— START Material shown —

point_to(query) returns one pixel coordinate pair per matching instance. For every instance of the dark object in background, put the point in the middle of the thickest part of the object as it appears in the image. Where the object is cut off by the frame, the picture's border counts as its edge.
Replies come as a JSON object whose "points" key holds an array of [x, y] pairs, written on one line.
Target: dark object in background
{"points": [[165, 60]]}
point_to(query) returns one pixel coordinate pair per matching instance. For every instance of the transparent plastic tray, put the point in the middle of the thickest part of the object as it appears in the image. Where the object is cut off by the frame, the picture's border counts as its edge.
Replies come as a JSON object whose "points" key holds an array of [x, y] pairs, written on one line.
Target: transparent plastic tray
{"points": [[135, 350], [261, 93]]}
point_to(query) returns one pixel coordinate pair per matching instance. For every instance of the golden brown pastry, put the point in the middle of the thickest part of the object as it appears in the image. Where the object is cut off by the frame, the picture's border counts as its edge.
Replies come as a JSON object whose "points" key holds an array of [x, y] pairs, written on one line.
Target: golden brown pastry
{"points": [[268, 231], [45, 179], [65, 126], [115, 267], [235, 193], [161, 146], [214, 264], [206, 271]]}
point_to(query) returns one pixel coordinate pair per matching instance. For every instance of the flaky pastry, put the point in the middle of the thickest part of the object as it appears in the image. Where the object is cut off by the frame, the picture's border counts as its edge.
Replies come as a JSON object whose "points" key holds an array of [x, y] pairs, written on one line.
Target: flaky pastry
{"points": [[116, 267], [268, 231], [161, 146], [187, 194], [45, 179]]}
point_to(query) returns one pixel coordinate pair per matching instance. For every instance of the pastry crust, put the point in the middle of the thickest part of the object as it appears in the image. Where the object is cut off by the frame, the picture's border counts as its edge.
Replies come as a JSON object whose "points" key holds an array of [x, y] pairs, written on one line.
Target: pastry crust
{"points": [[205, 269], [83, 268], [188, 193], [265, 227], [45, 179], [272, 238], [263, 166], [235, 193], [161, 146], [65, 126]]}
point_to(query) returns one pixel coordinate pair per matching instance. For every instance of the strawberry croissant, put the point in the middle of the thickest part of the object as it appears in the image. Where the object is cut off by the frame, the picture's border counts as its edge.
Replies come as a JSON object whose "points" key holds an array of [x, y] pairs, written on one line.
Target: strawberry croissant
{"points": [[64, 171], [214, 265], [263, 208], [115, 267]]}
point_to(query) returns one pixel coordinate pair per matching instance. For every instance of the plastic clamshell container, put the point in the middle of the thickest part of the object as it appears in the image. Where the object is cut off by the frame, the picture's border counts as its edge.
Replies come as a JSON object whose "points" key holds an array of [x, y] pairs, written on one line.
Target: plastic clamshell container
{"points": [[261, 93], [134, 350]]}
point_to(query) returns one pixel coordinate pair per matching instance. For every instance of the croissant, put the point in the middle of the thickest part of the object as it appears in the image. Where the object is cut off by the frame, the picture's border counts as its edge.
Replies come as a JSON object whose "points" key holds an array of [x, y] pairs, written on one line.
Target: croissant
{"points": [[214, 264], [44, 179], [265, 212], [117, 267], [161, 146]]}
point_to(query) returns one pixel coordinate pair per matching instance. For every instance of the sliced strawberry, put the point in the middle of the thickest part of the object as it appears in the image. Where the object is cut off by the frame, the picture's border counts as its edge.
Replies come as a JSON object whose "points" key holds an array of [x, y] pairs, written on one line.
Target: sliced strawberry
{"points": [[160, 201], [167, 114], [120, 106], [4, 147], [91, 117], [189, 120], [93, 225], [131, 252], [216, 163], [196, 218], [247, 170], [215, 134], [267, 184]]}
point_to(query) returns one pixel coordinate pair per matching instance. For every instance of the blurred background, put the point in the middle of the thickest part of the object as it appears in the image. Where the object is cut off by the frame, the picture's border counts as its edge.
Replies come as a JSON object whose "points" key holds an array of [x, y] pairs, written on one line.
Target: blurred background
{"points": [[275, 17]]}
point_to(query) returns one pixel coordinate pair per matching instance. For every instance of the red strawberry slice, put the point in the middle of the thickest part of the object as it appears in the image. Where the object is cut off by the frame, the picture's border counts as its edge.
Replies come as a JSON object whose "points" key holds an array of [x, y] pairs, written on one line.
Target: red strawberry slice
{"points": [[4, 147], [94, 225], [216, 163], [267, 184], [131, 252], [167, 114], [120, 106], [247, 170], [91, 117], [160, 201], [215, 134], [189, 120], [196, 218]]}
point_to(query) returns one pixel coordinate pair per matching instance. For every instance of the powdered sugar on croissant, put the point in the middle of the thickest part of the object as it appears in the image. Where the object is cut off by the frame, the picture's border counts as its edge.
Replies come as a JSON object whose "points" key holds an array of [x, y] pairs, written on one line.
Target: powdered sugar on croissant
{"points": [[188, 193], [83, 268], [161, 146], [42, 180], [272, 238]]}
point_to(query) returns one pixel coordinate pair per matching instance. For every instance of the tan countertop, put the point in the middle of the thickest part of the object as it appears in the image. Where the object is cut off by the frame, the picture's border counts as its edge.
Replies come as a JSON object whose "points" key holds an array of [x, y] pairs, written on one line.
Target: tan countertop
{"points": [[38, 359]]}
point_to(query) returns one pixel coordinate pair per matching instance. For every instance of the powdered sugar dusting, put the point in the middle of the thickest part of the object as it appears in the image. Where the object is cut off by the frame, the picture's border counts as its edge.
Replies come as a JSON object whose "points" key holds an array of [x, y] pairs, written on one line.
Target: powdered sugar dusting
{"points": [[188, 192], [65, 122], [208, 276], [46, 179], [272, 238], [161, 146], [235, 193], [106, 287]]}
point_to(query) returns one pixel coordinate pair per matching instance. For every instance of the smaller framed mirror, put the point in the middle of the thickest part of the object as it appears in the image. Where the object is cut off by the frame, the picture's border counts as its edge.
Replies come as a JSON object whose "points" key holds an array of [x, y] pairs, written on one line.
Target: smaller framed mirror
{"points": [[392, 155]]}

— END Material shown —

_Written instruction_.
Copy out all of the lines above without any changes.

_Written solution_.
point_to(query) returns one pixel coordinate pair per matching instance. For every instance of the dark object in background, put the point in the middle of the thickest part of the object as it appears in the image. Where the object is cut off by the frame, the picture's border counts as its edge.
Replies come as a JSON object whose "points" key holds an array of [x, y] pairs, written on one line.
Target: dark object in background
{"points": [[165, 60]]}
point_to(query) returns one pixel coordinate pair per matching instance. For every instance of the transparent plastic tray, put the point in the middle of the thickest part of the object as it appears in the image. Where the object is cut off by the frame, the picture's border counts as its edge.
Replies come as a JSON object whose "points" key holds an array of [x, y] pairs, written on one line.
Target: transparent plastic tray
{"points": [[135, 350], [261, 93]]}
point_to(query) returns one pixel coordinate pair per matching instance. For every instance of the golden brown pastry, put the point in the middle of the thickest part of the object as it appears in the image. Where the object is cut off by the frame, the picture's border counts as its edge.
Replies come as a JSON object whose "points" key holds an array of [x, y] pairs, written on one line.
Target: golden brown pastry
{"points": [[268, 231], [45, 179], [65, 126], [115, 267], [235, 193], [161, 146], [214, 264], [206, 271]]}
point_to(query) returns one pixel coordinate pair per matching instance. For every instance of the flaky pastry, put the point in the middle of the thickest part of the object as it appears in the image. Where the object is cut off by the frame, the picture's border counts as its edge.
Replies come as a JSON object whose "points" key holds an array of [x, y] pairs, written on one line.
Target: flaky pastry
{"points": [[116, 267], [268, 231], [161, 146], [187, 194], [45, 179]]}
point_to(query) returns one pixel coordinate pair per matching instance. For every instance of the pastry crust, put the point in the middle of the thickest part of the object as it appears in the image. Where the object is cut off by the frame, the picture's border counts as its edge.
Replies come as a JSON object whose "points" key holds an array of [x, y] pairs, written on one line.
Target: pastry crust
{"points": [[205, 269], [83, 268], [188, 193], [265, 227], [45, 179], [272, 238], [263, 166], [235, 193], [161, 146], [65, 126]]}
point_to(query) returns one pixel coordinate pair per matching instance. For every instance of the strawberry croissant, put the point in the middle of the thickest part of the object as it appears in the image. Where the object is cut off by the frame, the picture's border counts as its edge.
Replies come as a JSON object whose "points" key holds an array of [x, y] pairs, written on one line.
Target: strawberry croissant
{"points": [[64, 171], [214, 265], [263, 208], [115, 267]]}
point_to(query) returns one pixel coordinate pair per matching instance. For every instance of the plastic clamshell container, put the point in the middle of the thickest part of the object as it appears in the image. Where the object is cut off by the frame, the picture's border counts as its edge.
Replies come as a JSON object whose "points" key holds an array of [x, y] pairs, written on one line.
Target: plastic clamshell container
{"points": [[261, 93], [134, 350]]}
point_to(query) returns one pixel coordinate pair per matching instance. For every instance of the croissant, put the point in the middle of the thickest part of the object as it appears in the image. Where the object is cut off by the frame, the picture's border counts as its edge.
Replies come as a JSON object whose "points" key holds an array of [x, y] pairs, written on one line.
Target: croissant
{"points": [[214, 264], [44, 179], [265, 212], [117, 267], [161, 146]]}
point_to(query) returns one pixel coordinate pair per matching instance. For every instance of the sliced strawberry, put the point in the middle of the thickest part of the object as it appears in the image. Where the object is cut off by the frame, the picture's border counts as its edge.
Replies come as a JSON object whose "points" key holds an array of [x, y] pairs, written on one line.
Target: sliced strawberry
{"points": [[160, 201], [167, 114], [120, 106], [4, 147], [91, 117], [189, 120], [93, 225], [131, 252], [216, 163], [196, 218], [247, 170], [215, 134], [267, 184]]}
point_to(query) returns one pixel coordinate pair per matching instance. For every instance of the blurred background, put the point in the middle of the thickest part of the object as it appears in the image. Where the object is cut off by the frame, the picture's border counts as its edge.
Replies come as a JSON object whose "points" key holds an array of [x, y] pairs, written on one line.
Target: blurred background
{"points": [[275, 17]]}
point_to(query) returns one pixel coordinate pair per matching instance. For every instance of the red strawberry slice, put the point in the middle of the thickest part of the object as it appears in the image. Where the object is cut off by the frame, the picture's border counts as its edge.
Replies come as a JSON object whose "points" key holds an array of [x, y] pairs, written on one line.
Target: red strawberry slice
{"points": [[4, 147], [94, 225], [216, 163], [267, 184], [131, 252], [167, 114], [120, 106], [247, 170], [91, 117], [160, 201], [215, 134], [189, 120], [196, 218]]}
point_to(query) returns one pixel coordinate pair per matching instance. For every instance of the powdered sugar on croissant, put the point in the middle of the thickest part of the object as it appears in the image. Where the object is cut off by the frame, the picture's border counts as its edge.
Replies come as a JSON object whose "points" key holds an array of [x, y] pairs, written on one line.
Target: powdered sugar on croissant
{"points": [[188, 193], [83, 268], [161, 146], [42, 180], [272, 238]]}
point_to(query) returns one pixel coordinate pair per matching instance. For every instance of the tan countertop, put the point in the middle of the thickest part of the object as it appears in the image. Where the object is cut off by the frame, the picture's border counts as its edge.
Replies come as a JSON object whose "points" key holds an array of [x, y] pairs, written on one line.
Target: tan countertop
{"points": [[38, 359]]}
point_to(query) returns one pixel coordinate pair per matching instance. For every instance of the powdered sugar dusting, put the point in the middle of the thickest part of the object as it appears in the image. Where the object is cut off by the frame, the picture's border counts as its edge.
Replies come as a JSON object whose "points" key holds an array of [x, y] pairs, written on one line.
Target: powdered sugar dusting
{"points": [[188, 192], [65, 122], [208, 276], [46, 179], [272, 238], [161, 146], [235, 193], [106, 287]]}
point_to(query) returns one pixel coordinate pair per matching instance. For every instance of the smaller framed mirror, put the point in the middle of the thickest part of the object as it appears in the image. Where the object is cut off by the frame, the picture's border counts as its edge.
Replies come as a JSON object whose "points" key holds an array of [x, y] pairs, written on one line.
Target: smaller framed mirror
{"points": [[392, 155]]}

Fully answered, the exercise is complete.